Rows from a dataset
◇ ◇ ◇ ◇ ◇ ◇ ◇

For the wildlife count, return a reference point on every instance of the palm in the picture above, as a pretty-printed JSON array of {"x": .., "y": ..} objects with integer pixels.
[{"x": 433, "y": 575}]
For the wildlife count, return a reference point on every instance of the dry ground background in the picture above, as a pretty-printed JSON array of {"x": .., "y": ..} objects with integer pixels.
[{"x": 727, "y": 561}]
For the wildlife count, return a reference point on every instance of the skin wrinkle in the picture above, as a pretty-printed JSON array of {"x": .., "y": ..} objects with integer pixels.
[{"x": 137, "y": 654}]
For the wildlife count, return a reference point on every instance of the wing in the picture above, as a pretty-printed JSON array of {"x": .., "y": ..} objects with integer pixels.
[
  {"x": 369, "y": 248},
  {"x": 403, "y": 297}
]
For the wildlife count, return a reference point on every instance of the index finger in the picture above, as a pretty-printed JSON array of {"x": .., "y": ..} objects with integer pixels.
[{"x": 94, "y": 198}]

◇ ◇ ◇ ◇ ◇ ◇ ◇

JOB
Copy the stretch from the line containing "of the skin" through the end of the entries, substituting "field survey" for "wildlife count" at each occurrence and leaving everything else unchanged.

RESPONSE TO THE TASK
For the field survey, return a reference point on every instance of the skin wrinkle in the picture above, as a pretty-printed JSON array of {"x": .., "y": ..} objects with integer pixels.
[{"x": 137, "y": 654}]
For the field survey, return a reference point on every instance of the wing in the picture above, as a pretty-printed JSON array of {"x": .., "y": ..} objects with integer pixels.
[
  {"x": 369, "y": 248},
  {"x": 403, "y": 297}
]
For the field survey, return a reference point on every instance of the index finger in the picture above, as a pretty-printed JSON array of {"x": .., "y": ..} objects with integer pixels.
[{"x": 94, "y": 198}]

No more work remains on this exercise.